*Data for the task:*
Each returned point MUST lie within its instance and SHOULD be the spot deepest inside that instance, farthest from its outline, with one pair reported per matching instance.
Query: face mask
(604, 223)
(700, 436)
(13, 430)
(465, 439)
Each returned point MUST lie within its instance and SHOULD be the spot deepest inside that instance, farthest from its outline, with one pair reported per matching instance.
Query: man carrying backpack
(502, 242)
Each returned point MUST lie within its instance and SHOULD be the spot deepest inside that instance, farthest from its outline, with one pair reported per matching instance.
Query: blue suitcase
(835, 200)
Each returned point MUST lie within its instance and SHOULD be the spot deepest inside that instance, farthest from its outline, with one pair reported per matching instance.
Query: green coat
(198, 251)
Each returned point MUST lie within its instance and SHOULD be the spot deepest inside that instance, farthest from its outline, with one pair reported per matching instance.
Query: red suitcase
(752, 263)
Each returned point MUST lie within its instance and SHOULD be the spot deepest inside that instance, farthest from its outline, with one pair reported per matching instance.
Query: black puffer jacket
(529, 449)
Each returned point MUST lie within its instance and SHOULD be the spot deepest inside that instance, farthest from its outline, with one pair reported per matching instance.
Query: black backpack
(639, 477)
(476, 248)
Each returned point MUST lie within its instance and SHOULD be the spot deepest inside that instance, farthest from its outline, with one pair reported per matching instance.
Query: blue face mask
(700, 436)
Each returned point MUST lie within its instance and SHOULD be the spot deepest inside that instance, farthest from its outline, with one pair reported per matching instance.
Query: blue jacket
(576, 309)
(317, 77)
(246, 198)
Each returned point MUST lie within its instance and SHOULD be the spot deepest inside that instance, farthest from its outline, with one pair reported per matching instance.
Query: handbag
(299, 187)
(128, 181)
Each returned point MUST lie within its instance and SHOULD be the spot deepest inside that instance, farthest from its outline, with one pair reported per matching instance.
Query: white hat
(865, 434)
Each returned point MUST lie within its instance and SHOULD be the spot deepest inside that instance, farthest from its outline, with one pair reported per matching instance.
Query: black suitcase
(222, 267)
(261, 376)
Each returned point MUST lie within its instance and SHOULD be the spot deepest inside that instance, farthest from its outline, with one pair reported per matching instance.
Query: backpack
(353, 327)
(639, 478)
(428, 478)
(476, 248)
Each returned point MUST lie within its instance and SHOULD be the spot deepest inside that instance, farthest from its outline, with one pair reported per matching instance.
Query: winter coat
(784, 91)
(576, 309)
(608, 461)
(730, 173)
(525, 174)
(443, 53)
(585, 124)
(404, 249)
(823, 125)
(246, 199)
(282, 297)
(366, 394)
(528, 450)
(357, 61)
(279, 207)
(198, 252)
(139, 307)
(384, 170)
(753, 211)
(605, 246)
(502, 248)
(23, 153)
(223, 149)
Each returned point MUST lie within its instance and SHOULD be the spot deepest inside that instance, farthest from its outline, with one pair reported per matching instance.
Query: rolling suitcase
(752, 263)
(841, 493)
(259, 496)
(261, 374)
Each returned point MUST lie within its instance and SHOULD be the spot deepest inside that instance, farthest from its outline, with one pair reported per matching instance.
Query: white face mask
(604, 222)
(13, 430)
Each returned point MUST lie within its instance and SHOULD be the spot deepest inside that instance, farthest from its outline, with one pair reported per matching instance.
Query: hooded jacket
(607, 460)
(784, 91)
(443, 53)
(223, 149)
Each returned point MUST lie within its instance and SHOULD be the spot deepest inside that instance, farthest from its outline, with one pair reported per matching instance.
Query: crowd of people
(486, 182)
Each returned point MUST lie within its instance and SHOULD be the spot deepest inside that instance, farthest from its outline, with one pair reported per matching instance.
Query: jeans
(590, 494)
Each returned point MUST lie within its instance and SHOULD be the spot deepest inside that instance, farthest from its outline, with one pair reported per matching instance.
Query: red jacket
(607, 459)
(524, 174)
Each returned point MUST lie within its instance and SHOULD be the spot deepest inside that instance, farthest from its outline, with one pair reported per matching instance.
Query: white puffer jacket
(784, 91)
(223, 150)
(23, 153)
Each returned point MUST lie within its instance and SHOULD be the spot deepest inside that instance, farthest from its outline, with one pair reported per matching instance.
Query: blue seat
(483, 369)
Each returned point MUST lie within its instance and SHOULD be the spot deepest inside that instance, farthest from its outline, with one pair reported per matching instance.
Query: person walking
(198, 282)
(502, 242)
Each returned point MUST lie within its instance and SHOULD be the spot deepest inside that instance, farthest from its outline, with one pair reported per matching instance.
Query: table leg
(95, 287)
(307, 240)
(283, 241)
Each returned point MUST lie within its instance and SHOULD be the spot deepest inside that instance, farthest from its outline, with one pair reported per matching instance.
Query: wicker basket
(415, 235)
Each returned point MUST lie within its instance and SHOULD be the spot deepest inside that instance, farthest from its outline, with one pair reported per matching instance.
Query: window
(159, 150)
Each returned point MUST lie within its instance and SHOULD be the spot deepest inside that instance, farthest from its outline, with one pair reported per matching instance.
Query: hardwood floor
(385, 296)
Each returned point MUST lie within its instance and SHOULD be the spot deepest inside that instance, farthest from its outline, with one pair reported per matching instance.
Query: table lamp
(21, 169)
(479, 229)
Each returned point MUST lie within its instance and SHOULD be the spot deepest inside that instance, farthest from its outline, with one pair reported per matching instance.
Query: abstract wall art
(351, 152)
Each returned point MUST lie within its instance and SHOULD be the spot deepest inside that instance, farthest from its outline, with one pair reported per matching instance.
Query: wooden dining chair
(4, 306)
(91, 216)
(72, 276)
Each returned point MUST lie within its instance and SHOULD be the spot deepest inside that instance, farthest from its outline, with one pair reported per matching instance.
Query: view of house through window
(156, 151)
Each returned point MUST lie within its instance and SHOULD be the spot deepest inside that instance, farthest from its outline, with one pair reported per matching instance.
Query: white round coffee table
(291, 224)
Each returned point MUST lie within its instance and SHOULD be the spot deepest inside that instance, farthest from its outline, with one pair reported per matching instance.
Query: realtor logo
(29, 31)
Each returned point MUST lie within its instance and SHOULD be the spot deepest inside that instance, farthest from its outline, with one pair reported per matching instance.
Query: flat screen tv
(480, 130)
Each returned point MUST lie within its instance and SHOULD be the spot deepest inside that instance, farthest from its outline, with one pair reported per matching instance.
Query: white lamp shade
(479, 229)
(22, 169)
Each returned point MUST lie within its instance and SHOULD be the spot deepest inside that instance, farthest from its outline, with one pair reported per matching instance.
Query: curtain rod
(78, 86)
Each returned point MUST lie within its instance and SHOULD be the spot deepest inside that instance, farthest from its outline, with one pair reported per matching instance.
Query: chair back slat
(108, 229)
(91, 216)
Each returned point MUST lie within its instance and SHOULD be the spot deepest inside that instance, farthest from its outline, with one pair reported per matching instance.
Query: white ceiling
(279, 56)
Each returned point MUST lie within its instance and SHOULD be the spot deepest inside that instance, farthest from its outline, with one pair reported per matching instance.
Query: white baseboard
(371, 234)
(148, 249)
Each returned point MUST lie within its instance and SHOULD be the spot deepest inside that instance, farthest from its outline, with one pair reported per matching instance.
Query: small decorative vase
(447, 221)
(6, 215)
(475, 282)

*Task description:* All of the records above must be reproduced exactly.

*Answer area:*
Each returned point MUST lie within its instance and SHOULD be the spot deepest inside that instance, farthest from its outline, with one pair reported per matching instance.
Query: face mask
(604, 223)
(700, 436)
(13, 430)
(465, 439)
Each returned point MUST lie within its instance and SHOULD be the spot deepest inside that instance, farthest from its outline, with one pair reported per matching instance.
Query: man carrying backpack
(502, 242)
Each returned point MUST lie within its instance and SHOULD be the spot deepest inside that instance, farthest from its outline, with one pair reported per matching instance.
Query: blue suitcase
(835, 200)
Each returned point MUST lie within its instance and SHOULD be the spot deepest inside that instance, farthest from its outline, with one pair reported per matching instance.
Query: green coat
(198, 251)
Each returned point MUST lie within its instance and SHOULD be the spot deepest inside that instance, farthest from its outline, with one pair reported per matching instance.
Query: red suitcase
(752, 263)
Each returned point MUST lie within its instance and SHOULD be the spot deepest inside that instance, farthest from its outline, with one pair reported per matching instance.
Query: black puffer jacket
(529, 449)
Each returned point MUST lie within its instance and SHOULD be the spot deepest inside that instance, farthest from its outline, with one pair reported per matching instance.
Query: black backpack
(639, 477)
(476, 248)
Each returned point MUST lie within its instance and SHOULD be the spot deepest inside that instance, farthest from its outline, with one pair reported per matching instance.
Query: blue face mask
(700, 436)
Each returned point MUST lie within its instance and SHOULD be the spot deepest inside that instance, farthest from its outline, with one pair reported per matching instance.
Query: blue jacket
(576, 309)
(317, 77)
(246, 198)
Each returned point MUST lie within its instance and SHOULD be the spot deepest inside that instance, farthest from its outline, with one pair reported per matching instance.
Query: handbag
(299, 187)
(128, 181)
Each returned point MUST lie within its instance and SHOULD be the spot deepest inside that instance, farthest from its outline, with one pair reported per matching instance.
Query: white hat
(865, 434)
Each returned point MUST lie within its instance and SHOULD be the spot deepest inside that instance, farthest from its outline, with one pair reported per matching instance.
Query: black suitcase
(222, 267)
(261, 376)
Each returned point MUST lie within its instance and SHOULD be the spot deepest inside that instance, farthest from its outline, with one pair reported per matching instance.
Query: backpack
(353, 327)
(639, 478)
(428, 478)
(476, 248)
Each returned point MUST lie within its instance and SHOULD be the spot deepest inside that instance, farthest from its outline, with one pair reported per matching instance.
Query: winter coat
(784, 91)
(576, 309)
(608, 461)
(730, 173)
(525, 174)
(443, 53)
(585, 124)
(404, 249)
(823, 125)
(246, 199)
(282, 297)
(366, 394)
(528, 450)
(357, 61)
(279, 207)
(198, 252)
(139, 307)
(384, 170)
(753, 211)
(605, 246)
(502, 248)
(23, 153)
(223, 149)
Each returned point MUST lie within its instance and SHOULD be the spot deepest inside that instance, farthest from its outline, with one pair reported per matching instance.
Query: rolling suitcase
(752, 263)
(841, 493)
(259, 496)
(261, 374)
Each returned point MUST lie within its instance and SHOULD be the spot deepest inside that instance, farthest from its outline, with one pair reported per matching instance.
Query: white face mask
(604, 222)
(13, 430)
Each returned point MUST lie within its instance and SHOULD be the spot deepest inside that instance, farthest from its outline, with one pair reported per matching instance.
Query: hooded jacket
(607, 460)
(784, 91)
(443, 53)
(223, 149)
Each returned point MUST lie within its instance and SHOULD be the spot deepest inside that instance, farthest from its outline, with one pair reported per matching instance.
Query: crowd of people
(486, 182)
Each returned point MUST lie within its instance and SHOULD be the spot deepest inside that instance, farthest from its outline, with one pair reported per matching instance.
Query: jeans
(590, 494)
Each returned point MUST lie within its instance and SHOULD be the spot deepest inside that instance, farthest from its outline, with one pair reported per matching instance.
Query: red jacket
(607, 459)
(524, 174)
Each returned point MUST lie within its instance and SHOULD be the spot deepest inside that instance, farthest from its outline, with one pair reported per matching instance.
Query: white puffer jacket
(784, 91)
(223, 150)
(23, 153)
Each returned point MUST lie within its instance and SHOULD be the spot deepest inside that instance, farthest from its outline, with one pair reported per matching instance.
Query: blue seat
(483, 369)
Each returned point MUST lie within its instance and SHOULD be the spot deepest inside that instance, farthest from its outline, with one pair reported per matching instance.
Query: person walking
(198, 282)
(502, 242)
Each returned point MUST lie within its instance and SHOULD be the spot deepest inside that instance, farthest from its outline, with one pair reported per matching instance.
Query: table leg
(95, 287)
(307, 240)
(283, 241)
Each returned point MUST lie within its instance and SHOULD be the spot deepest inside that instance, farthest from its outline, with one pair reported per matching instance.
Query: wicker basket
(415, 235)
Each returned point MUST lie within its instance and SHOULD be the spot deepest inside that instance, farthest from its outline, with one pair reported per matching instance.
Query: window
(159, 150)
Each returned point MUST lie within its instance and SHOULD be the spot deepest inside that instance, farthest from its outline, with one pair reported per matching instance.
Query: hardwood floor
(385, 296)
Each returned point MUST lie within its instance and SHOULD be the spot deepest inside that instance, farthest from its outline, with one pair reported per matching instance.
Query: table lamp
(21, 169)
(479, 229)
Each returned point MUST lie within its instance and SHOULD be the spot deepest inside that instance, farthest from its outline, with one pair reported per matching instance.
Query: abstract wall art
(351, 152)
Each returned point MUST lie within its instance and SHOULD be the spot deepest inside that instance, farthest from its outline, with one pair reported per matching instance.
Query: wooden dining chair
(4, 306)
(91, 216)
(72, 276)
Each returned point MUST lie within its instance and SHOULD be the spot deepest inside that instance, farthest from its outline, with one pair reported per matching instance.
Query: view of house through window
(156, 151)
Each returned point MUST lie within its instance and SHOULD be the spot deepest inside that instance, farthest from its outline, with one pair reported per matching instance.
Query: white round coffee table
(291, 224)
Each returned point MUST lie within its instance and SHOULD be the spot deepest inside that instance, farthest from its outline, with one pair reported per matching instance.
Query: realtor logo
(29, 31)
Each returned point MUST lie within its instance and SHOULD be the spot deepest inside that instance, farthest from its outline, with one pair reported per matching instance.
Query: flat screen tv
(480, 130)
Each returned point MUST lie within its instance and SHOULD be the spot deepest inside that instance, farthest from its outline, with one pair reported per matching instance.
Query: white lamp shade
(479, 229)
(22, 169)
Each returned point MUST lie within its instance and SHOULD be the spot deepest inside that instance, farthest from its outline, with one pair reported per matching instance.
Query: curtain rod
(78, 86)
Each returned point MUST lie within its instance and SHOULD be the spot deepest inside that instance, farthest from its outline, with one pair reported per matching instance.
Query: chair back slat
(108, 229)
(91, 216)
Each returned point MUST lie within its instance and SHOULD be the spot deepest inside that instance, farthest from its outline, with one pair reported per matching instance.
Query: white ceiling
(279, 56)
Each returned point MUST lie within its instance and SHOULD be the spot deepest inside that instance, farthest from its outline, with one pair reported per matching instance.
Query: white baseboard
(371, 234)
(148, 249)
Each returned point MUST lie within its instance and SHOULD be the spot deepest inside that instance, farthest from its outline, with one pair reported per matching instance.
Query: small decorative vase
(447, 221)
(6, 215)
(475, 282)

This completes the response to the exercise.